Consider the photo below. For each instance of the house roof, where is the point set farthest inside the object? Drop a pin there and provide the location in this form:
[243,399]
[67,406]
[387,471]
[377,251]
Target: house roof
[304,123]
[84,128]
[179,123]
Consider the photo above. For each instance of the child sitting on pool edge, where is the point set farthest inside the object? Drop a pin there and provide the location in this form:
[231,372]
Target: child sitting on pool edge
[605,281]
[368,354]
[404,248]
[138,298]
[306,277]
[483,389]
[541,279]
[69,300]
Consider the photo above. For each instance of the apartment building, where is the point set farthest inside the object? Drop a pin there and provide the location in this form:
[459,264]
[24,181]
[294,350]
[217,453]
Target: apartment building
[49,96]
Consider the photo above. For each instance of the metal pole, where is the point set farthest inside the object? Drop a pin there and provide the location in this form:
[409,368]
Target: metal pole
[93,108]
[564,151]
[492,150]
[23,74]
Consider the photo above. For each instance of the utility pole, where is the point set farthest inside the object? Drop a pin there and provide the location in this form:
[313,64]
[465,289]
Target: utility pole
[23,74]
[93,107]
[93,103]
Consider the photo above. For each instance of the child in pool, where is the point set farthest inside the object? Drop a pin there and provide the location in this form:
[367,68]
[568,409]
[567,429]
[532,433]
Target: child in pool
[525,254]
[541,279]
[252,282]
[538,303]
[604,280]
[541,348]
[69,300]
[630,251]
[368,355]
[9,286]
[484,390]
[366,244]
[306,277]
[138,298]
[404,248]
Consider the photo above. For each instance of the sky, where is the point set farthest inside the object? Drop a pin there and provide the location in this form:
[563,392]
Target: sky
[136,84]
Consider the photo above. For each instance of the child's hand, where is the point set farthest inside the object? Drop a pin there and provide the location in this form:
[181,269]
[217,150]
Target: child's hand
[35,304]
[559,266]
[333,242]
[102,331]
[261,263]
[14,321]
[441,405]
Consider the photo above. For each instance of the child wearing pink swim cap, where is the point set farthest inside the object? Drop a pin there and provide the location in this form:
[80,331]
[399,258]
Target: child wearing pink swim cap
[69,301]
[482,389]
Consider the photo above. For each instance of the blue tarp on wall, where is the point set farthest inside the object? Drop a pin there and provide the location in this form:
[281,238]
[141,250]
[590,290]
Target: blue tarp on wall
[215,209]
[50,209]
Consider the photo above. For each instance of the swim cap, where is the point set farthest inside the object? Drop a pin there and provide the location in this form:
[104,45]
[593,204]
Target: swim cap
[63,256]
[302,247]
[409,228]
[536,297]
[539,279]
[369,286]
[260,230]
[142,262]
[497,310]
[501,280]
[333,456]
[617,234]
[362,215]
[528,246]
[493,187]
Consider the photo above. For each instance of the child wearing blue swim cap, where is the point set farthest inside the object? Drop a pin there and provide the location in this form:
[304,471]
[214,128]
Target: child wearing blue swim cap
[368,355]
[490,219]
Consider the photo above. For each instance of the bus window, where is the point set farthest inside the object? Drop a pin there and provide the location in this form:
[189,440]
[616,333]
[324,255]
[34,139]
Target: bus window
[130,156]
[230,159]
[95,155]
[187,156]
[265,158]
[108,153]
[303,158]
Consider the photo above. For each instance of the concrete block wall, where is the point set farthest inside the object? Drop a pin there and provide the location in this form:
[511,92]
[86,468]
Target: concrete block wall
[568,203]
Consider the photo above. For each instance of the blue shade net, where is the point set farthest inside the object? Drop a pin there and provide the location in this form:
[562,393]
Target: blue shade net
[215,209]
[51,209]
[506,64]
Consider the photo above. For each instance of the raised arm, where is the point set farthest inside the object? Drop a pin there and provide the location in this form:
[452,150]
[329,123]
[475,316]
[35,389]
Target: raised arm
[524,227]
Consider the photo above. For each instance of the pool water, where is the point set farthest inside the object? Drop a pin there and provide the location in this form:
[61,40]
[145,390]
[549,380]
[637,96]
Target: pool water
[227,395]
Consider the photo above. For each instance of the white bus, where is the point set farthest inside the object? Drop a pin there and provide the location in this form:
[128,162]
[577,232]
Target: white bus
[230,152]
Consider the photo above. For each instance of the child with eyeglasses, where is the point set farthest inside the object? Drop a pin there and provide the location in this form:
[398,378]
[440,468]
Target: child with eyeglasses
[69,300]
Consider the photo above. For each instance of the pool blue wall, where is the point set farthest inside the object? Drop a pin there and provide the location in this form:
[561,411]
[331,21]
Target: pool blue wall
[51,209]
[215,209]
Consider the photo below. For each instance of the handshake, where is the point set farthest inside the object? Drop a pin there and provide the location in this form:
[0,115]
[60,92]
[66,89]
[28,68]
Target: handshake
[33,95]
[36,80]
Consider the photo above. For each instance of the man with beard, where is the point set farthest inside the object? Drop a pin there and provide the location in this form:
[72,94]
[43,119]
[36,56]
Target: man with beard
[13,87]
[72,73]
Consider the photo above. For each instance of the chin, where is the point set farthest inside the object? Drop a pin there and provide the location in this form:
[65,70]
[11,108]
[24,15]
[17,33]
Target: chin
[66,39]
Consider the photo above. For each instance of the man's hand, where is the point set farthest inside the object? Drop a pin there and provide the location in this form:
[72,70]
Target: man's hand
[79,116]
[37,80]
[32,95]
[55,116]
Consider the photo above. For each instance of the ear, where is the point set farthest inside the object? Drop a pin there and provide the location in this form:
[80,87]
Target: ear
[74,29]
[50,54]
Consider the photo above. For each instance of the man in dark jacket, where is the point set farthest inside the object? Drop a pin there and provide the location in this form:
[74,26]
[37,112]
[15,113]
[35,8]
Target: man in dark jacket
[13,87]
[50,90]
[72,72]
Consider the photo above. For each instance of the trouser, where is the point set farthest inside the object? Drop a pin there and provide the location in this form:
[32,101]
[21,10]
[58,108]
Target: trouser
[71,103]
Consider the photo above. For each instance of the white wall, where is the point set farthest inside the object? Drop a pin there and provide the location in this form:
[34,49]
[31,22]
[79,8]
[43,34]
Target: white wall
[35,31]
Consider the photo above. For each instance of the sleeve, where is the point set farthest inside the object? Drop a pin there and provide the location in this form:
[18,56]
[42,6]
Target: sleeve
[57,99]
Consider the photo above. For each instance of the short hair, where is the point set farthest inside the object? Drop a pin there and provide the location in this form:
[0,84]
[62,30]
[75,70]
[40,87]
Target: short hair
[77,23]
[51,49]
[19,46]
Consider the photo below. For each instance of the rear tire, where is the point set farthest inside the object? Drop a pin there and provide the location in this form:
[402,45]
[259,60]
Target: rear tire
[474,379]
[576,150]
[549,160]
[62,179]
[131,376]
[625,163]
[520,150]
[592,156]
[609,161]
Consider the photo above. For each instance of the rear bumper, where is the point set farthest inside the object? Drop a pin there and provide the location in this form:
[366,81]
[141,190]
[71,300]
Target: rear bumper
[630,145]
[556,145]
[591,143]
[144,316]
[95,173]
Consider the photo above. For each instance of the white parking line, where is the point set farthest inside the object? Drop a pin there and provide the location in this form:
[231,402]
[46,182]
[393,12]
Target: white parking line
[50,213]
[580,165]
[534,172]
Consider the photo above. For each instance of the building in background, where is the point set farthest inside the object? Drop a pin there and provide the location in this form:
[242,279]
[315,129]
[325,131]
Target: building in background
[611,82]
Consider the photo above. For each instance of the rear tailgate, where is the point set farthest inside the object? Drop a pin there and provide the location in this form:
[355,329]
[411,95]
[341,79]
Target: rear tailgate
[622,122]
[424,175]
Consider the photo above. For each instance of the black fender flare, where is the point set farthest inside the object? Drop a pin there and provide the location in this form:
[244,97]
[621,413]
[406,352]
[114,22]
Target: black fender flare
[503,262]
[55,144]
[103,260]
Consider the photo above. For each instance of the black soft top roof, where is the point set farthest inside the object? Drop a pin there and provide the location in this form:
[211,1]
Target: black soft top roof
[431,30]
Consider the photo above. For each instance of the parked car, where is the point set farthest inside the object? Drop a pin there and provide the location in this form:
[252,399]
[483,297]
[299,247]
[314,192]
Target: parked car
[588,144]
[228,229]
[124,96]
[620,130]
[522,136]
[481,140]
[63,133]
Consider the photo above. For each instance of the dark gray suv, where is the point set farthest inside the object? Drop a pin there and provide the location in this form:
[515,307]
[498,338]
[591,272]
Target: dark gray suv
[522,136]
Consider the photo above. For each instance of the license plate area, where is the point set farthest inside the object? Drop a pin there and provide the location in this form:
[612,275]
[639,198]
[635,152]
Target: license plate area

Task requirements:
Print every line of the material unchanged, starting at the line containing "Consider the photo above. For each instance of the dark" and continuing through the final line of the material.

Exercise solution:
Consider the photo above. For each instance of the dark gray suv, where is the point set farthest inside the object? Drop a pin there and provide the location in this form:
[515,307]
[498,338]
[591,272]
Target: dark gray suv
[522,136]
Consider the photo above. For each instance of the license plate area, where is the point set farthest inside the object? Drop a pin there and provide the location in this form:
[612,275]
[639,198]
[635,152]
Target: license plate area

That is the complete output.